## HOW TO COMPLETE THIS TASK:
Where does the string "image" appear? Copy every line of the entries below that holds it.
---- DATASET
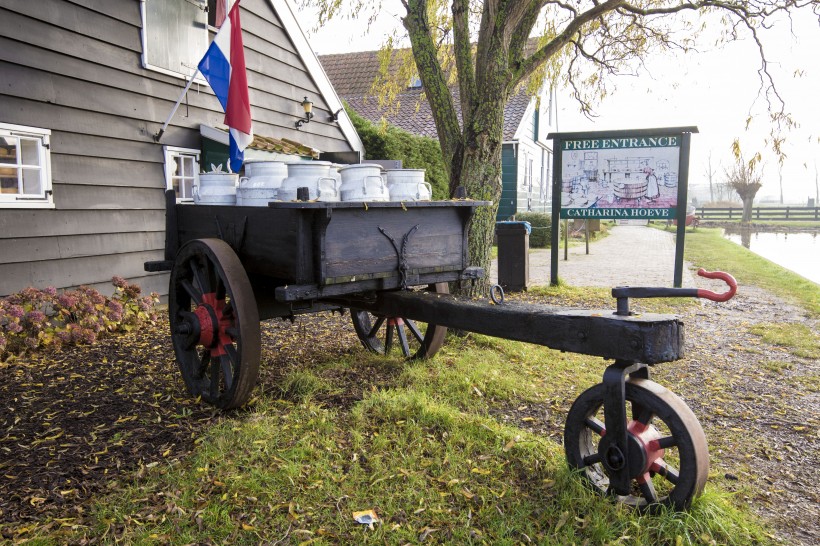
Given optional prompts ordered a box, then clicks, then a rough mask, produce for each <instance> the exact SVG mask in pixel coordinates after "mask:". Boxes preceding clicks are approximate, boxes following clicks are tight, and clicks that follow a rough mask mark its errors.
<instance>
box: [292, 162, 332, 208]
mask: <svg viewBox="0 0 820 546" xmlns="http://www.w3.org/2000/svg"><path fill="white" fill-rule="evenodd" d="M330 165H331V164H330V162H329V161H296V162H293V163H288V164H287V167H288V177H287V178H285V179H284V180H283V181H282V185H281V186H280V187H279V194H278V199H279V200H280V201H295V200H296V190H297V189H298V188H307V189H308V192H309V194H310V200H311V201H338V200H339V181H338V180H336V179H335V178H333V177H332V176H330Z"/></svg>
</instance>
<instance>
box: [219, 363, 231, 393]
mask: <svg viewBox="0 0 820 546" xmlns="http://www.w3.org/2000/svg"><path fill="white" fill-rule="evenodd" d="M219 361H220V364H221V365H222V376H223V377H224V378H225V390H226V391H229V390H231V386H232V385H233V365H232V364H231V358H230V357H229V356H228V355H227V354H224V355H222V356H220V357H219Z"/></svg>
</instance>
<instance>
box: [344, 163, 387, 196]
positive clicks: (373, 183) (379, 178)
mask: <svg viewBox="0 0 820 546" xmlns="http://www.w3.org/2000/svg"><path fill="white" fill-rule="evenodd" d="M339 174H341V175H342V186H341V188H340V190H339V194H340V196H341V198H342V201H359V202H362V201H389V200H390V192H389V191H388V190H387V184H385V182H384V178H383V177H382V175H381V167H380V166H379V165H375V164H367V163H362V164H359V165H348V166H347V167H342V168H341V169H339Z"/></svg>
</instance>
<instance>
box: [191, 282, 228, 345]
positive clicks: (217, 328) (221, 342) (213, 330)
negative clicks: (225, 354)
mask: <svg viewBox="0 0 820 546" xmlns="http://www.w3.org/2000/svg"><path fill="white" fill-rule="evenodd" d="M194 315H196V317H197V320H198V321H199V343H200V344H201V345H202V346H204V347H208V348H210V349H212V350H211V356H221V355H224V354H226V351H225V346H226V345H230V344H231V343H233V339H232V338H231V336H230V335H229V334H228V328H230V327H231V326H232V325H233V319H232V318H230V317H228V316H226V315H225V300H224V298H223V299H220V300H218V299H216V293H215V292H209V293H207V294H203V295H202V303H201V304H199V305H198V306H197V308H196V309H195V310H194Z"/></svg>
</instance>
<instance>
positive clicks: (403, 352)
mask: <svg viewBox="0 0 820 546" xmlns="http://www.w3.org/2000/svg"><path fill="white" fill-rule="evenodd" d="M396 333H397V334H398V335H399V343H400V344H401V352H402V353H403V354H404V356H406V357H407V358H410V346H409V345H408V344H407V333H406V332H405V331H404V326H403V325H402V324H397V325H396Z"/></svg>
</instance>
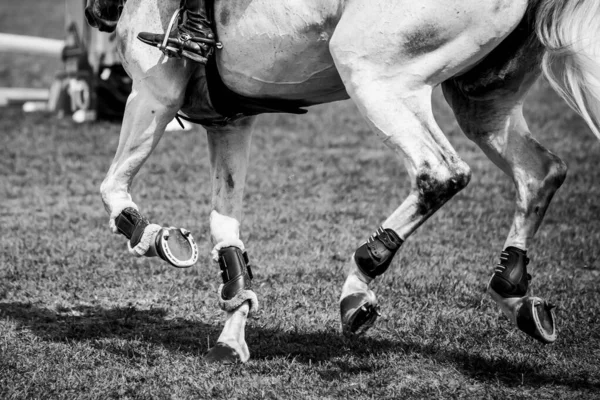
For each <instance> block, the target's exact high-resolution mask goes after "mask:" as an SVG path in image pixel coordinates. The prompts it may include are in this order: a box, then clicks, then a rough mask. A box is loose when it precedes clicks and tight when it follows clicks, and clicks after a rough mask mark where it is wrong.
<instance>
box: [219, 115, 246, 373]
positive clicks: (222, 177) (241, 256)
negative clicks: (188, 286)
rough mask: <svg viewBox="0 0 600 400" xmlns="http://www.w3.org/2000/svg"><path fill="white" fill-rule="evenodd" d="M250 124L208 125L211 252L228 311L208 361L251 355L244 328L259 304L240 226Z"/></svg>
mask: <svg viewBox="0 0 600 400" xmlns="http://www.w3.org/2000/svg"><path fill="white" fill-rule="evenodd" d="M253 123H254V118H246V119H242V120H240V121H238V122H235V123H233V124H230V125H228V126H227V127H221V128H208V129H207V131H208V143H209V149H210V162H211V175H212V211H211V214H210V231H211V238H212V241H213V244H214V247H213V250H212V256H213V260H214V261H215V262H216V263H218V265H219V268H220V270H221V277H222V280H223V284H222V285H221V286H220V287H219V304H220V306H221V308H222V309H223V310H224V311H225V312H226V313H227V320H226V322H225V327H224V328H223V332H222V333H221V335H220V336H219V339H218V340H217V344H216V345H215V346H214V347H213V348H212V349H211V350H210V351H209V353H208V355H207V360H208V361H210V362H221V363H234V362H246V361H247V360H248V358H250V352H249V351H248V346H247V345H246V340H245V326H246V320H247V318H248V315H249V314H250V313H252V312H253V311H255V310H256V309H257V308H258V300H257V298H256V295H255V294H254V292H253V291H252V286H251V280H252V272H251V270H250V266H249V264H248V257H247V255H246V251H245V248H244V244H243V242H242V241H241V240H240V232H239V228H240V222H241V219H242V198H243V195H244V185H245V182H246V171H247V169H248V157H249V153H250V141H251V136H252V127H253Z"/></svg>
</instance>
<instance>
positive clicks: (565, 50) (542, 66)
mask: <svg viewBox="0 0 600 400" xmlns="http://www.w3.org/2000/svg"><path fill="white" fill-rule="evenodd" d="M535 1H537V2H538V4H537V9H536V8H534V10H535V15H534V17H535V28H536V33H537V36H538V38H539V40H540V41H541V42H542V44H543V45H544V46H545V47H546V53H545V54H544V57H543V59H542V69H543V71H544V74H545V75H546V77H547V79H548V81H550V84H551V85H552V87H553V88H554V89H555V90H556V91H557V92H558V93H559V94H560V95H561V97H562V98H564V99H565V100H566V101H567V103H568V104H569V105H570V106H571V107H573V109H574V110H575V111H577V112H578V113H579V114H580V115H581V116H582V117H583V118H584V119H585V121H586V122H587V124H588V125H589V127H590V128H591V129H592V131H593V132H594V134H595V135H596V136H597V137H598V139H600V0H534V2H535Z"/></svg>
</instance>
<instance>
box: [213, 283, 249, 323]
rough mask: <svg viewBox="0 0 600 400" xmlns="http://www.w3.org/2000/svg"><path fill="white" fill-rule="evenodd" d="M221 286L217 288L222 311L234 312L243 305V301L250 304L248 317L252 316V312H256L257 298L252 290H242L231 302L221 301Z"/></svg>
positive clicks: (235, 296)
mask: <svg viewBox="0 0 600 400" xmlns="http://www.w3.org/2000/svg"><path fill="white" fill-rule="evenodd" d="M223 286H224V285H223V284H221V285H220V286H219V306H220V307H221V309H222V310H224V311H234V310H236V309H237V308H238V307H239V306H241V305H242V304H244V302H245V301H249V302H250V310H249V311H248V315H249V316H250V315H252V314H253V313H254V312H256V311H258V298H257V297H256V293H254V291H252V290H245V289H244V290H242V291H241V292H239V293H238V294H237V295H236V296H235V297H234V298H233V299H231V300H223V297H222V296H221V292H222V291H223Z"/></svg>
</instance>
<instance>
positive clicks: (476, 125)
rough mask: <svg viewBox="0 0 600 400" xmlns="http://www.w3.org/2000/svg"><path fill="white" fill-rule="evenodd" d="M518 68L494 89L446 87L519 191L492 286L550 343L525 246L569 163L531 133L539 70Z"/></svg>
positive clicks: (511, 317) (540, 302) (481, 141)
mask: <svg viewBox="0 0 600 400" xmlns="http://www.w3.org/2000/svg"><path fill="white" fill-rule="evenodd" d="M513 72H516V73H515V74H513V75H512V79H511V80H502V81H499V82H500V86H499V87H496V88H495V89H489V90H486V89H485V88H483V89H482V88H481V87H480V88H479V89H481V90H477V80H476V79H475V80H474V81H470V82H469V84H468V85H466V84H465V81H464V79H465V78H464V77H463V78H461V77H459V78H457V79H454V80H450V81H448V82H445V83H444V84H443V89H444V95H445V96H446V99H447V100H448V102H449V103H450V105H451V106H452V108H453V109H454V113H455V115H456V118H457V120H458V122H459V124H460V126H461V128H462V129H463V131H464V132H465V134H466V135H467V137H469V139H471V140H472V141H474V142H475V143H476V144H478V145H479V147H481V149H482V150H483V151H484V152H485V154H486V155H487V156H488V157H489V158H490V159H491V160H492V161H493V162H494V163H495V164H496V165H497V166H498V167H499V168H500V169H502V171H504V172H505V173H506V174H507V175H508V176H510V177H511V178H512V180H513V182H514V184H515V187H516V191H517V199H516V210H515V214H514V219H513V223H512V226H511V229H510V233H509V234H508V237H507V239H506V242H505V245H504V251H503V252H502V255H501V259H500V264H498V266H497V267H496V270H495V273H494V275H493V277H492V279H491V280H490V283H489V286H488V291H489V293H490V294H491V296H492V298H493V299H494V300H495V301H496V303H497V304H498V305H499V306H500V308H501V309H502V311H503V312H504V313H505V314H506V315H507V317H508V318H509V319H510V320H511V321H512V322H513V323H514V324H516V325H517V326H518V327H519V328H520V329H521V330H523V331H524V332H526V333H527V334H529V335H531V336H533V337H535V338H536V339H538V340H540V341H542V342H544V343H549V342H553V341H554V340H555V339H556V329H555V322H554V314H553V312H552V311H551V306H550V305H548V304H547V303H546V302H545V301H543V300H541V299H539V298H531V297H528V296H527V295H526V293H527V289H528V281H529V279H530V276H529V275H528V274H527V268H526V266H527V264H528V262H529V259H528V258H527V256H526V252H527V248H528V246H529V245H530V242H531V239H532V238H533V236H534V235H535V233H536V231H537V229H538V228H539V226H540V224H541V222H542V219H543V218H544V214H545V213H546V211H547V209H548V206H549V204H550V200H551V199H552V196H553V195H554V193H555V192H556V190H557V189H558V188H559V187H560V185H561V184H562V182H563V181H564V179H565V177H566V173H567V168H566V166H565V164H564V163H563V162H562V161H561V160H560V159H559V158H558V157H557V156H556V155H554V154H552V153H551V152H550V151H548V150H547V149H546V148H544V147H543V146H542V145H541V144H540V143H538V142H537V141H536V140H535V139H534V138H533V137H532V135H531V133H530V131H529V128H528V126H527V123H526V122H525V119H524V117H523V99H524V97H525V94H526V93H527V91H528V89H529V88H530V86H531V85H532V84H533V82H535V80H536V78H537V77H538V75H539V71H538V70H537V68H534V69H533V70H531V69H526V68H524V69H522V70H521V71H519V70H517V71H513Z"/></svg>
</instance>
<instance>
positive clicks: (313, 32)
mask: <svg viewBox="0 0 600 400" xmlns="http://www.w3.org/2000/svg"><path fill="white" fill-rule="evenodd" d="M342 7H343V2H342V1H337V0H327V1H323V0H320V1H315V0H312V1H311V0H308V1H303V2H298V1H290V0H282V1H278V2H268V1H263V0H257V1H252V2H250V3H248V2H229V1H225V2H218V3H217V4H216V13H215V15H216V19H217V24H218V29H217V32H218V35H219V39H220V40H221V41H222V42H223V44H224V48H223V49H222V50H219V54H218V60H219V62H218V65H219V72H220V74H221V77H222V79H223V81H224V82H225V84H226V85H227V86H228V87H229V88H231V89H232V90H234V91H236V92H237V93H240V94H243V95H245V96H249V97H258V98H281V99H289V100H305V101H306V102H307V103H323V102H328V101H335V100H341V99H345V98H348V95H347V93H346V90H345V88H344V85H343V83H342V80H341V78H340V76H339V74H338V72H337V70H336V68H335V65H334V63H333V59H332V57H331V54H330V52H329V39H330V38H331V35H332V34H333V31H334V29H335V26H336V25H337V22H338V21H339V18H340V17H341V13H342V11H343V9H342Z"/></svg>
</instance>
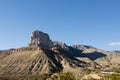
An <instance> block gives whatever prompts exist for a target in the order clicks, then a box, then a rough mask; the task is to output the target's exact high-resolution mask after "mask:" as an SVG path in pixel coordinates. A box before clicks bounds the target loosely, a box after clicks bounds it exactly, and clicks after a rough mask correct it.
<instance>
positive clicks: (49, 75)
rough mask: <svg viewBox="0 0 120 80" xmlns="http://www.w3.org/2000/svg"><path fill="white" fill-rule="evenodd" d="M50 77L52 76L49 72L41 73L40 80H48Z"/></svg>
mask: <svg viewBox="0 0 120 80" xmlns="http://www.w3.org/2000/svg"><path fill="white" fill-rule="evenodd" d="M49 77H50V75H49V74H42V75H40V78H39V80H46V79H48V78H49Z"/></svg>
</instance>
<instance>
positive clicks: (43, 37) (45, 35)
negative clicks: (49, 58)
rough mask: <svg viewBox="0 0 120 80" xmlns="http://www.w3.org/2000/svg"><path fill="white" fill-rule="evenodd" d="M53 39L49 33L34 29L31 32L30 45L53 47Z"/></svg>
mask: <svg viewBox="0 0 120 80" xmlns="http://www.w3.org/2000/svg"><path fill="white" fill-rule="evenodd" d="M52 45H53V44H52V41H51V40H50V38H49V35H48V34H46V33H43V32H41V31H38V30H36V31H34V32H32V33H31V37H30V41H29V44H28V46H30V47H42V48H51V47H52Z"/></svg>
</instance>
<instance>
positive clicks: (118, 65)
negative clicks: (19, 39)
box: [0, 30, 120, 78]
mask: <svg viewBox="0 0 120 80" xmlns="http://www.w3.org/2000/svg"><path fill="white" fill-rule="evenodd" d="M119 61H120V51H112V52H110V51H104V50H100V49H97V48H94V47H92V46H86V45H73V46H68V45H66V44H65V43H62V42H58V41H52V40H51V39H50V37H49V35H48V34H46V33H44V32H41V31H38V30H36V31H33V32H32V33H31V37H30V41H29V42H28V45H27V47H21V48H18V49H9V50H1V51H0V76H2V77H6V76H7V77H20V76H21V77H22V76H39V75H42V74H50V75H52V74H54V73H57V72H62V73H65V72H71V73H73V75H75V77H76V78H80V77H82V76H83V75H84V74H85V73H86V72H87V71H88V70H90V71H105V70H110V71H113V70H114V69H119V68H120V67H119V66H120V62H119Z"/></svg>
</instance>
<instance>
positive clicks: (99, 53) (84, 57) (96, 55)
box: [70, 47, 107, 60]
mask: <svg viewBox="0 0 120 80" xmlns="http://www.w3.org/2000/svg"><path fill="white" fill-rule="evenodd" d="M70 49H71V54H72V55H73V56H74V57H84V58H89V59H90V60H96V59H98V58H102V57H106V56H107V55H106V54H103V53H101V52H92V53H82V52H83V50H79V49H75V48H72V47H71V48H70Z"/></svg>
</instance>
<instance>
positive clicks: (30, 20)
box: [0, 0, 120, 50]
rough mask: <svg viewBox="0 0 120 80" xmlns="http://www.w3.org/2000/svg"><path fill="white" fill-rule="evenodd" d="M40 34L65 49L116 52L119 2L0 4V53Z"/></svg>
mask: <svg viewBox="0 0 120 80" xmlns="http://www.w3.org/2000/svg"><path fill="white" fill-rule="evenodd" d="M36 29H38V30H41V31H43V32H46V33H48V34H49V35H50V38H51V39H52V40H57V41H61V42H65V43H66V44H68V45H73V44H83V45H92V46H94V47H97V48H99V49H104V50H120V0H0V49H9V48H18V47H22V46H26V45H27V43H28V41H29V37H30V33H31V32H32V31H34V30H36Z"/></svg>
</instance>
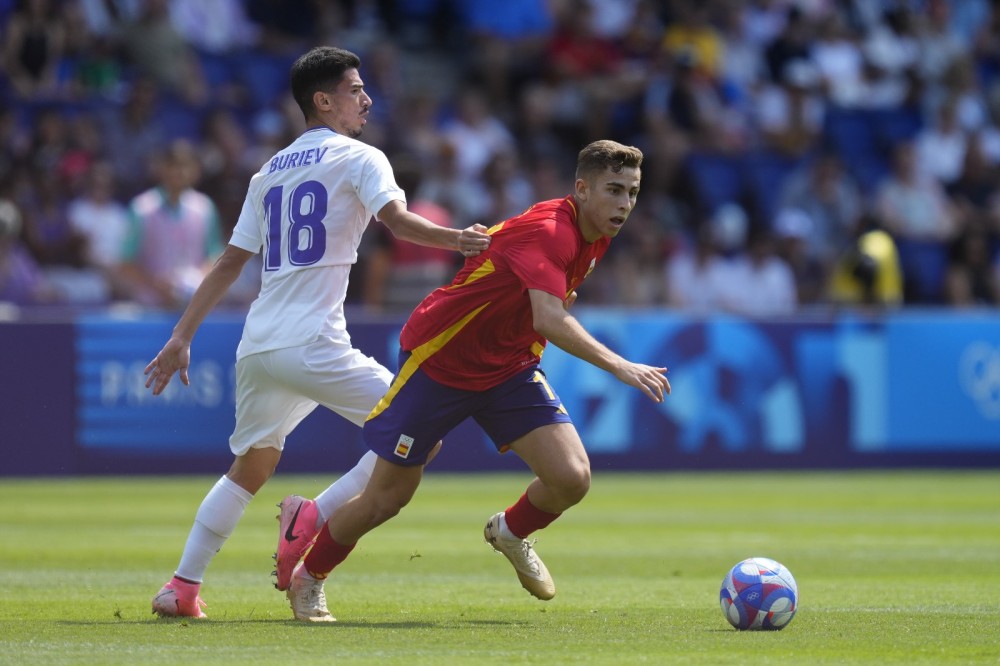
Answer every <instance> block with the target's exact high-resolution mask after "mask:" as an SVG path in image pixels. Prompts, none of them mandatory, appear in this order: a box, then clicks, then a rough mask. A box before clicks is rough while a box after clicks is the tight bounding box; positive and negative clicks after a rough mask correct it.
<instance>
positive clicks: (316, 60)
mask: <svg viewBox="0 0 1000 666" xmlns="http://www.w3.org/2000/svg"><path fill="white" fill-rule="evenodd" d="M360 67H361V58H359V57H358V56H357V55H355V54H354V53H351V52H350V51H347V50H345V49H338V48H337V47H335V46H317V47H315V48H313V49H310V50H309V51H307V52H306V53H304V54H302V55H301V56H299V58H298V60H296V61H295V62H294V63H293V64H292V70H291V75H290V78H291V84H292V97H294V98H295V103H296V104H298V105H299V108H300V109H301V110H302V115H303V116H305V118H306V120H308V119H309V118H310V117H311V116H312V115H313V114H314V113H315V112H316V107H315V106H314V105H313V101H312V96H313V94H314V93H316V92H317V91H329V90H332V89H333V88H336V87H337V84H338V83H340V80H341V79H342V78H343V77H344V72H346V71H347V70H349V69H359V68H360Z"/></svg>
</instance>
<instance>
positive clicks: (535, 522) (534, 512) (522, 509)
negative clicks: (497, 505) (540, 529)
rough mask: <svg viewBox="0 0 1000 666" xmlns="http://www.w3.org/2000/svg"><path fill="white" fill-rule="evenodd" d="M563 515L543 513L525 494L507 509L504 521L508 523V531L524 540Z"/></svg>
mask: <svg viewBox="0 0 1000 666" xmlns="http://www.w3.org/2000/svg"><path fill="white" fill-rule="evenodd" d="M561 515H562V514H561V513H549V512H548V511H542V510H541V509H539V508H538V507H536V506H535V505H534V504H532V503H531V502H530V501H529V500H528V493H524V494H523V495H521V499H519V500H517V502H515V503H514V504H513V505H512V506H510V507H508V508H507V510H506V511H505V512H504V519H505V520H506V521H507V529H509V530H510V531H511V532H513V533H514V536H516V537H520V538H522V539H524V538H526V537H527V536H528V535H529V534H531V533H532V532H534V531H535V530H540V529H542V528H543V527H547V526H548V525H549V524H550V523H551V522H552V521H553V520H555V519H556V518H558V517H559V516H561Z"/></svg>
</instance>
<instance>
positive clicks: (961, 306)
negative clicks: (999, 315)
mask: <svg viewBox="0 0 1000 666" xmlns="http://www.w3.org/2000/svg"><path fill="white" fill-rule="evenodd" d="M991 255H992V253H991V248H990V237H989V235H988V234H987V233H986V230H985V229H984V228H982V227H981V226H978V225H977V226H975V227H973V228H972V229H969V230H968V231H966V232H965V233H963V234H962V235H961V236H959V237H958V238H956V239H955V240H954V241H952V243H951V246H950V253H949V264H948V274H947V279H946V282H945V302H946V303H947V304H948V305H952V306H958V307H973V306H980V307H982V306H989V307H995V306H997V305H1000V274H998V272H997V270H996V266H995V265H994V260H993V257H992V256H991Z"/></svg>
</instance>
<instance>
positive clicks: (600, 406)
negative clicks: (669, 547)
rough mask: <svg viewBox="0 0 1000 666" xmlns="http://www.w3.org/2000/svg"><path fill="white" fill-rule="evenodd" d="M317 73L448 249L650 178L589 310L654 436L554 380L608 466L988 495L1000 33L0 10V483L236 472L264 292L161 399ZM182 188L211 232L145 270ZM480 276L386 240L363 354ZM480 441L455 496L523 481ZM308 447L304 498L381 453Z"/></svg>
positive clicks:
--------
## ANSWER BELOW:
For each <instance> block, the target's exact high-resolution mask goes after "mask:" as an SVG path in image pixel coordinates. The prompts it may include are in this order: a box, then clicks, then a rough mask. A box is loose when it precedes clicks and tight when it follows clicks, and clicks after a rough mask mark where it is wrong.
Answer every <instance> block with the target's exact high-resolution mask after "mask:" as an SVG path in image pixels. Prompts, none of them mandatory, appear in this order: a box, then clicks, then a rough mask. A box before clicks is rough while a box after clicks is the tight bounding box; positive and negative clicks after a rough mask correct it.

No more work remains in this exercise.